Please give the data again exactly, with no line dropped.

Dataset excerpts
#####

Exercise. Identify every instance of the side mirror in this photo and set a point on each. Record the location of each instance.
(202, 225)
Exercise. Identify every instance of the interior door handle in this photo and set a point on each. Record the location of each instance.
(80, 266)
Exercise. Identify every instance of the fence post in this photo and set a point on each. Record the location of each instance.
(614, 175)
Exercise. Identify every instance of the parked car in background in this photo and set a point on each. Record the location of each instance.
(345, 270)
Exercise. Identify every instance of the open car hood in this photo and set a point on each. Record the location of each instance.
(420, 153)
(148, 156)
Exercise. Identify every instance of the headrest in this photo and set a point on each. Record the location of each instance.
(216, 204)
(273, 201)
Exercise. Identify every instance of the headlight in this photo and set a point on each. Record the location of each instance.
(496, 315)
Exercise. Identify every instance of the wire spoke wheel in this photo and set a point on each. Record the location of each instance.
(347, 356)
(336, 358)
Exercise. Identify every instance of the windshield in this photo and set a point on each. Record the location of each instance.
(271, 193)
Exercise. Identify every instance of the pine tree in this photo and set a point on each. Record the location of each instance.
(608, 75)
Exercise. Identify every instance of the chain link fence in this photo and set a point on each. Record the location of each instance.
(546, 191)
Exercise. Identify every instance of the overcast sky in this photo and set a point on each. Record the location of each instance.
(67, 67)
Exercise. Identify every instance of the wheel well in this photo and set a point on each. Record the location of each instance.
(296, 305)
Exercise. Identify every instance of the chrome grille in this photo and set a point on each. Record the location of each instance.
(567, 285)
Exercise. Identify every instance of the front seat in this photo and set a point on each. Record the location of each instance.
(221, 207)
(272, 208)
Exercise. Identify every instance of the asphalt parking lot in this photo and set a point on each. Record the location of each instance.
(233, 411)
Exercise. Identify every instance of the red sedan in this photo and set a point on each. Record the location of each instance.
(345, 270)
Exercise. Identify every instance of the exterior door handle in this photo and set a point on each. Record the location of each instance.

#####

ANSWER AREA
Exercise. Identify every instance of the side mirror in this photo and set a point on each. Record the location of each instance.
(202, 225)
Exercise. Identify every instance of the interior door handle in this photo and set a point on each. Record the location of each instance.
(80, 266)
Exercise. Identify every instance of the fence post in this photo and set a point on each. Record the location of each instance.
(614, 175)
Exercise. Identify every instance of the parked car in background in this photo and set a point on each. Record the location of each instance.
(345, 270)
Exercise. Identify every instance of the open car hood in this photo and set a point on each. Record the location of each instance.
(420, 153)
(148, 156)
Exercise. Identify every instance of the headrest in this photo and set a point on each. Record the location of each instance.
(216, 204)
(273, 201)
Exercise. Identify every instance of the headlight in this photo and set a point on each. Record the location of each instance.
(496, 315)
Exercise. Identify every instance of the wire spoke wheel in this photo and set a point on each. Record the location of each instance.
(347, 356)
(336, 358)
Exercise. Identify every instance of the windshield in this photo and set a point on each. Record the location of each instance.
(271, 193)
Exercise. Identify every instance of the pine tree in this photo and set a point on each. Record the location of each instance.
(608, 75)
Exercise. Identify every instance of the chain link fence in this photo and set a point on each. Record the location of each instance.
(546, 191)
Exercise. Identify every instance of the overcast sky in this photo and set a point on each. Record the location of each instance.
(67, 67)
Exercise. Identify every instance of the wheel well in this photo and set a point on each. Record the location of each instance.
(296, 305)
Exercise. Identify every instance of the chrome grille in this photo and set a point on each. Record the location of each instance.
(567, 285)
Exercise. Identify every instance of the front seat in this photo and set a point on each. Record the location of each instance.
(221, 207)
(272, 208)
Exercise. Identify every instance of the asphalt parking lot in this photo and set a point on each. Record the location of each instance.
(233, 411)
Exercise. Identify every instance of the red sedan in this photo and set a point on each. Record the location of each instance.
(345, 270)
Exercise. Identify every instance of the exterior door handle in this photo and set a point on each. Record the location of each instance.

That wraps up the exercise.